**Your task:** Return, unchanged and in order, every line of the listing below from its first line through the line holding "rough mask: <svg", inclusive.
(Working data)
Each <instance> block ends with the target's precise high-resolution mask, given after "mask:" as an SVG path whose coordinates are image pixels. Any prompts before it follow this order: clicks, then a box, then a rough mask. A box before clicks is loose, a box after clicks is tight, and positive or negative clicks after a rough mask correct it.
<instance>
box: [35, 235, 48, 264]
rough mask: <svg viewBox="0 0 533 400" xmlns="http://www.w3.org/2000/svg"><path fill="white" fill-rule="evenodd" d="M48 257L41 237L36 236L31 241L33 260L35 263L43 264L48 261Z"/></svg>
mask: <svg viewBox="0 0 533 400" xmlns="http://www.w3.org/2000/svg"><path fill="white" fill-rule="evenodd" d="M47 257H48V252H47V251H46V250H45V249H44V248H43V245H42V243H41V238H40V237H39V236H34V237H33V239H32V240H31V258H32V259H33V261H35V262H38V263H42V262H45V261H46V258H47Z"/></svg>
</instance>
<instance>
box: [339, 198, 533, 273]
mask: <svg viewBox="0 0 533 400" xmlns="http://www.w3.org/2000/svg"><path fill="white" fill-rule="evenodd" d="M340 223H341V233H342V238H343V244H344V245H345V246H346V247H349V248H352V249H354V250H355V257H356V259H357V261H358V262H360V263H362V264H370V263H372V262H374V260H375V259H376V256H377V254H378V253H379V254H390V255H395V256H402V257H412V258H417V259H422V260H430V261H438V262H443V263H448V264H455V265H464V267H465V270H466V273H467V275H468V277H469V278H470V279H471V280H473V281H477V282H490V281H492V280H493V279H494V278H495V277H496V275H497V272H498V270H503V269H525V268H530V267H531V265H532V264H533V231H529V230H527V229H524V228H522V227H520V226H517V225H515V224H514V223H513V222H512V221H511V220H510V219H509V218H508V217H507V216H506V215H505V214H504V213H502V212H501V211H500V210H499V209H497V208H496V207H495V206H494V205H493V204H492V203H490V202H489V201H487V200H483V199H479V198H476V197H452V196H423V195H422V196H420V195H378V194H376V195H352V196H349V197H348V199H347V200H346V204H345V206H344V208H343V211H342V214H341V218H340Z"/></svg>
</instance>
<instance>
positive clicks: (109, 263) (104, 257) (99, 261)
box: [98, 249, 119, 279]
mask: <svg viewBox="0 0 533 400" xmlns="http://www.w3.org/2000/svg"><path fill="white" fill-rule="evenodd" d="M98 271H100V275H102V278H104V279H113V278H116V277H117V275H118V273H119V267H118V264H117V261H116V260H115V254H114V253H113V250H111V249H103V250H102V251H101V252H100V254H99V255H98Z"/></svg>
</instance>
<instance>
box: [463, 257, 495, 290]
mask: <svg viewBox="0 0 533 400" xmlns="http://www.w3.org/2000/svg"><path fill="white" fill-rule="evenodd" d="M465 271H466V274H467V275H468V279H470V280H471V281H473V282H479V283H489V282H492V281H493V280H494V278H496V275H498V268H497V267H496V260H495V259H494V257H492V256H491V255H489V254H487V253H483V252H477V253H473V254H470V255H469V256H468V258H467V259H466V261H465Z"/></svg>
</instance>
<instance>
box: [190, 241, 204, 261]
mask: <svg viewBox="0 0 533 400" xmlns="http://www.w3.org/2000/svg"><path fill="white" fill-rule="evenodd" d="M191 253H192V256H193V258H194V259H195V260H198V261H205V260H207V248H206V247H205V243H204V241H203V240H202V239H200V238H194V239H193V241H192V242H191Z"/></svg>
(End Working data)
**Reply:**
Each <instance> block ends with the target's precise high-resolution mask, given after "mask:" as an SVG path whose coordinates are image pixels. Any prompts before it follow this order: clicks, then a box, then a rough mask. A box before clicks is loose, a box after clicks is tight, and positive or negative clicks after a rough mask correct it.
<instance>
box: [35, 235, 48, 264]
rough mask: <svg viewBox="0 0 533 400" xmlns="http://www.w3.org/2000/svg"><path fill="white" fill-rule="evenodd" d="M48 257L41 237L36 236L31 241L33 260L35 263L43 264L48 261Z"/></svg>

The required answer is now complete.